Once the line containing "One marker serves each instance of the dark" is found, copy that line and all remaining lines of the records exactly, including the last one, and add nothing.
——————
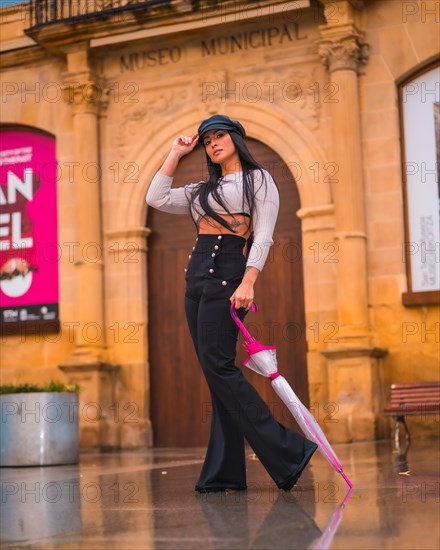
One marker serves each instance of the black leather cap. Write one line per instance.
(220, 122)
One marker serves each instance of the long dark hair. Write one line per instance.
(212, 187)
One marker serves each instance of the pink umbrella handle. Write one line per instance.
(243, 329)
(346, 480)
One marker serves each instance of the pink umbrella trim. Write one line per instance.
(252, 346)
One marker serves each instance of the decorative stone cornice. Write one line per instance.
(355, 351)
(86, 92)
(345, 53)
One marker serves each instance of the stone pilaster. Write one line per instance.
(84, 93)
(87, 365)
(354, 367)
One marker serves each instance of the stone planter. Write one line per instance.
(39, 429)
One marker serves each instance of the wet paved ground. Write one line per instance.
(146, 500)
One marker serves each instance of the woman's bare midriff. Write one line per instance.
(243, 226)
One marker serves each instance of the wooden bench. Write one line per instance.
(412, 399)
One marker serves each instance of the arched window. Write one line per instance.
(420, 129)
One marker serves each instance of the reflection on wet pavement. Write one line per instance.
(146, 500)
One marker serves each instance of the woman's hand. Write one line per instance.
(184, 144)
(181, 147)
(243, 296)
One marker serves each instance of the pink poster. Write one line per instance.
(28, 225)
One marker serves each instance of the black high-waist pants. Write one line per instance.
(215, 269)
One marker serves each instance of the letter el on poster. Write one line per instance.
(28, 225)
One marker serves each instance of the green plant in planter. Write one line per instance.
(52, 386)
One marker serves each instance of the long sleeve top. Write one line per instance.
(176, 201)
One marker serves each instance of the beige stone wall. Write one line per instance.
(147, 107)
(411, 334)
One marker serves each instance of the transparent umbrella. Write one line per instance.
(262, 359)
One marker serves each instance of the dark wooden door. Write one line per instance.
(180, 402)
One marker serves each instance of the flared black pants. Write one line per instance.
(215, 269)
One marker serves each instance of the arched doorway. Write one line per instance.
(180, 402)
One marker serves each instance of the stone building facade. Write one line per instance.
(316, 82)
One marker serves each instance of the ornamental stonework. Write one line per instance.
(348, 53)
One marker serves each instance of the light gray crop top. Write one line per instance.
(176, 201)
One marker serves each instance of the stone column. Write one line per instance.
(87, 365)
(354, 364)
(83, 91)
(343, 52)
——————
[SOLUTION TO THIS PROBLEM]:
One marker serves each instance of the dark wooden door. Write one line per instance.
(180, 402)
One marker serves each instance of the flared black pants. Write one line per instance.
(215, 269)
One marker serves each instance of the arched doorway. Write one line per instance.
(180, 402)
One marker serves each instance of the stone building facade. Write one line per instance.
(316, 82)
One marker serves each instance of the ornamental stonework. Write one line per instance.
(348, 53)
One marker serves each instance of the light gray crop top. Write one line per instance.
(176, 201)
One marker serves each instance of the stone column. Write one line per instance.
(87, 365)
(354, 364)
(83, 91)
(343, 52)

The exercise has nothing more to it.